## Given exercise
Here are some records; return them all exactly.

## Exercise inputs
================================

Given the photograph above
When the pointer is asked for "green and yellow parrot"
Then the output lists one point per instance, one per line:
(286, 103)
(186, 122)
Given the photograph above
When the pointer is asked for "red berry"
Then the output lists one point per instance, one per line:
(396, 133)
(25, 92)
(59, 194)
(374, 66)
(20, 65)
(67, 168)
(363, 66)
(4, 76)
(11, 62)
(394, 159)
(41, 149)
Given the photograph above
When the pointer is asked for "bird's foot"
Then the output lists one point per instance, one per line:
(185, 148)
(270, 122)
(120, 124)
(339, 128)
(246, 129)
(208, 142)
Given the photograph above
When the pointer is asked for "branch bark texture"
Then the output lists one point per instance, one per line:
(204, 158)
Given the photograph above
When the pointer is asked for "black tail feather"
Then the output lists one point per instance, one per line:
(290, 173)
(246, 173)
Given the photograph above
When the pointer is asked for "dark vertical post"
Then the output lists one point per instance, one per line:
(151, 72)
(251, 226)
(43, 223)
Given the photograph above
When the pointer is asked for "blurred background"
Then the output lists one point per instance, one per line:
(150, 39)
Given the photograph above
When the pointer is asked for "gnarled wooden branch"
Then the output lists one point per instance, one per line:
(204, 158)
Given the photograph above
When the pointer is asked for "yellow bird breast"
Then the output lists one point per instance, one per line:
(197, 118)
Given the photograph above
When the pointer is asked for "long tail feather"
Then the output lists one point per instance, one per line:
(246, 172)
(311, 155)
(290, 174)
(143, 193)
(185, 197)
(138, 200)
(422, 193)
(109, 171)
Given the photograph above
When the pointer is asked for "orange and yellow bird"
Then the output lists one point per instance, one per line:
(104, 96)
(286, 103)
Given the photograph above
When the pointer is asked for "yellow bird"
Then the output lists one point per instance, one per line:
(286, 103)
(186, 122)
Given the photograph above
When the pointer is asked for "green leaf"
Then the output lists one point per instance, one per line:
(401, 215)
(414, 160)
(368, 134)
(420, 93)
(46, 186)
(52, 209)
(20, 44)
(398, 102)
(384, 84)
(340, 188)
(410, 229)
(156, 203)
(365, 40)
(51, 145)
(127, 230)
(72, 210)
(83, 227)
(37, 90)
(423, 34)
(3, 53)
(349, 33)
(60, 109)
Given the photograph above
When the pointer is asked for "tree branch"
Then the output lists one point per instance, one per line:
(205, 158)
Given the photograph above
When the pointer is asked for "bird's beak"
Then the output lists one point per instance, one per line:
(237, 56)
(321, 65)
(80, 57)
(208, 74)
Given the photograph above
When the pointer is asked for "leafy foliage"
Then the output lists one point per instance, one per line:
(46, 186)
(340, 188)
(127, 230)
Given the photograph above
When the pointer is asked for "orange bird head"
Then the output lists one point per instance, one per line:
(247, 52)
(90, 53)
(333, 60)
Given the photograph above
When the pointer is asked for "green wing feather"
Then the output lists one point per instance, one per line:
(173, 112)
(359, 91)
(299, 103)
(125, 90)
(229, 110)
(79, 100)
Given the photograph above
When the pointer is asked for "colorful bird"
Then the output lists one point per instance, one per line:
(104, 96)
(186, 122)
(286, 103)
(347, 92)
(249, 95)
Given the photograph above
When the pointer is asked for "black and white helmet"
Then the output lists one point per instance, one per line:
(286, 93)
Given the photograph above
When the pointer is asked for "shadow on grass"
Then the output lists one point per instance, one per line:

================================

## Written answer
Given the photograph above
When the pointer is asked for "green and yellow parrot"
Then the output lists one point per instance, one per line:
(286, 103)
(186, 122)
Given the photograph above
When the pointer is asked for "red berry"
Then the output lists one point per instance, one per line:
(396, 133)
(25, 92)
(59, 194)
(374, 66)
(20, 65)
(67, 168)
(363, 66)
(4, 76)
(11, 62)
(394, 159)
(41, 149)
Given the photograph above
When the pointer is asked for "bird's foot"
Then the output lists one point per instance, one per line:
(185, 148)
(270, 122)
(120, 124)
(339, 128)
(246, 129)
(208, 142)
Given the photograph above
When the pointer is asked for "branch bark texture"
Then the output lists one point per instance, one per line:
(204, 158)
Given the photograph above
When the pointer is asked for "black tail feather"
Then the output lists one point per instance, one per line:
(290, 173)
(246, 173)
Given the photograph above
When the pointer is asked for "dark vertical post"
Then the output lists one point per instance, one per line:
(151, 72)
(251, 226)
(43, 223)
Given the photograph above
When the pointer is asked for "blurred background"
Then the output lists one point per instance, one per line:
(150, 39)
Given the photograph above
When the pointer is asked for "gnarled wooden branch"
Then the output lists one point per instance, one per line:
(204, 158)
Given the photograph above
When the pointer is asked for "yellow bird breast"
Then the output lists one point per instance, one per line:
(197, 118)
Given the photograph above
When the pointer is asked for "long tail feather"
Then the output lists one point per instance, one per line:
(246, 172)
(311, 155)
(290, 174)
(143, 193)
(185, 197)
(138, 200)
(422, 193)
(109, 171)
Given the photograph above
When the pointer is asked for "orange and yellow bird"
Then the output lists one point per instance, one per line:
(104, 96)
(286, 103)
Given the photograph above
When the pointer is asked for "yellow bird"
Then the output lists one point per instance, one per line:
(286, 103)
(186, 122)
Given the photograph above
When the pointer is asked for "green leaf"
Then the output lists one point per instance, one per line:
(401, 215)
(414, 160)
(368, 134)
(420, 93)
(46, 186)
(52, 209)
(20, 44)
(398, 102)
(384, 84)
(340, 188)
(410, 229)
(156, 203)
(365, 40)
(51, 145)
(127, 230)
(72, 210)
(83, 227)
(37, 90)
(423, 34)
(3, 53)
(349, 33)
(60, 109)
Given the photograph above
When the pointer is asked for "tree branch"
Then the output lists one point per instance, one per line:
(205, 158)
Given the photograph above
When the pointer is asked for "bird's beak"
Then the output lists one point per instance, one per line:
(237, 56)
(321, 65)
(80, 57)
(208, 74)
Given the photograph above
When the pointer is asked for "leafy foliage"
Then the output lists one point per instance, one per line:
(46, 186)
(340, 188)
(127, 230)
Given the photograph above
When the pointer is asked for "orange bird head"
Then the output lists one point per instance, one per line:
(247, 52)
(90, 53)
(333, 60)
Given the photograph above
When the pointer is asked for "green wing feather"
Then the output lists one point per instance, one per line:
(173, 112)
(359, 91)
(299, 103)
(125, 90)
(229, 110)
(79, 100)
Given the photograph above
When the pointer is asked for "colorful bird"
Then the output lists one point per instance, one per line:
(104, 96)
(186, 122)
(286, 103)
(347, 92)
(249, 95)
Given the photograph above
When the pointer is asked for "black and white helmet"
Then the output lists one point per instance, one per line:
(286, 93)
Given the photograph above
When the pointer is asked for "shadow on grass"
Then the output lists one point per instance, one per line:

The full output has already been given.